» Assigned task
The lines below, beginning at the one that contains "the sky, returned" and ending at the last, are to be retyped exactly.

» Source material
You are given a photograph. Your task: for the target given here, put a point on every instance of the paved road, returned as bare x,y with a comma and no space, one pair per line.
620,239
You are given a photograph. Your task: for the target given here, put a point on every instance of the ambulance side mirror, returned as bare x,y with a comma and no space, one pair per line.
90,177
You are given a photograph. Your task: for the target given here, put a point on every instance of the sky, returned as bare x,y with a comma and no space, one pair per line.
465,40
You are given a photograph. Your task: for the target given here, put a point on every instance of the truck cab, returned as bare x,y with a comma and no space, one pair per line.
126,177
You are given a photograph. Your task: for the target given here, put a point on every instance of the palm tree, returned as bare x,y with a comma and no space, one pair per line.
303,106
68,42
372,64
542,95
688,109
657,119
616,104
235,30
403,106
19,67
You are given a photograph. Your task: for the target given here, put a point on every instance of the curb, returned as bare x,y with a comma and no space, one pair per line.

» Task answer
You are given a photograph. Your task: for the target given here, put a point on every instance of the sky, returned as bare x,y with a comma and no space, one pair per line.
465,40
You are given a photograph. Your task: for the target given here, put a point on every instance of the truck cab, returned as bare x,y with a comma and no space, one pair per line.
126,177
You are given a photograph. Your task: for the target given here, put a point on every instance of the palm tree, returned as bare x,y with a comma and no space, one pair per line.
303,106
68,42
372,64
542,95
688,109
657,119
616,104
235,30
403,106
19,67
You are given a photograph. Your task: for the target given here, put a point on every instance of the curb, returned as bare x,y with a comma and no space, one pair per line.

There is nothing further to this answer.